***** PROVIDED RECORDS

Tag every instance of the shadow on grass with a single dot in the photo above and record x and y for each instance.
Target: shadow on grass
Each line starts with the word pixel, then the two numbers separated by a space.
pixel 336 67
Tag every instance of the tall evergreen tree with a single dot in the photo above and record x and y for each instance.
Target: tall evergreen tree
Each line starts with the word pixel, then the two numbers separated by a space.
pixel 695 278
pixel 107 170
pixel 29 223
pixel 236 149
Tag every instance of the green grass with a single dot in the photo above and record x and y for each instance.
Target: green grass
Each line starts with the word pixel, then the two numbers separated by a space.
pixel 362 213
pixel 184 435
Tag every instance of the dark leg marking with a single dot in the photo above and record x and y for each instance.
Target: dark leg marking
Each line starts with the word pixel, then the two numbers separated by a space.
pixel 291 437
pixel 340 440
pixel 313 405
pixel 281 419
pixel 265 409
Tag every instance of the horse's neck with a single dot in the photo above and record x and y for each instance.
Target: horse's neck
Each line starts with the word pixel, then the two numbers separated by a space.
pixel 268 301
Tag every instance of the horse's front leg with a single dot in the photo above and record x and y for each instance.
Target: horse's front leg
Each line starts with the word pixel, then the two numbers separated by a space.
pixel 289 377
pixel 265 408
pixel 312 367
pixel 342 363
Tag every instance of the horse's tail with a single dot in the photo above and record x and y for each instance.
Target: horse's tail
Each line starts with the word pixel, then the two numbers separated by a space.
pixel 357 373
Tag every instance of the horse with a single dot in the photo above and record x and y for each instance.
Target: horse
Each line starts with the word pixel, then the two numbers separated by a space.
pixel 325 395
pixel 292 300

**********

• [EXERCISE]
Return the lines from the line containing "Tag every instance of the green" to the end of the entries above, exactly as they appear and with no other output.

• [THE COMPLETED TASK]
Tag every instance of the green grass with a single dot in the photo above and record x and y for each instance.
Target: green grass
Each line starts with the word pixel, then the two numbers separated by a space.
pixel 362 213
pixel 184 435
Tag every instance of the dark leg marking with a single dot in the photo above and record x and y for each instance.
Target: dark leg marking
Each line starts with the word pixel, then the two numbers separated by a space.
pixel 291 437
pixel 340 440
pixel 313 405
pixel 281 419
pixel 265 409
Tag every instance of the horse's neck with a single dot in the photo above and record x and y for each instance.
Target: horse's neck
Each line starts with the word pixel, then the two numbers separated by a space.
pixel 268 301
Tag every instance of the horse's front leg with a single dot in the photo above and record x and y for each instance.
Target: horse's front leg
Each line starts with the word pixel, then the two numbers separated by a space.
pixel 289 377
pixel 265 408
pixel 312 367
pixel 342 363
Tag every instance of the horse's tail with a single dot in the photo above and record x and y for each instance.
Target: horse's tail
Each line starts with the word pixel, then the two numbers separated by a space.
pixel 357 373
Tag every instance of the horse with a single dot in the photo above and record x and y for each instance.
Target: horse
Each line starts with the word pixel, then the two numbers separated by a space.
pixel 325 395
pixel 292 300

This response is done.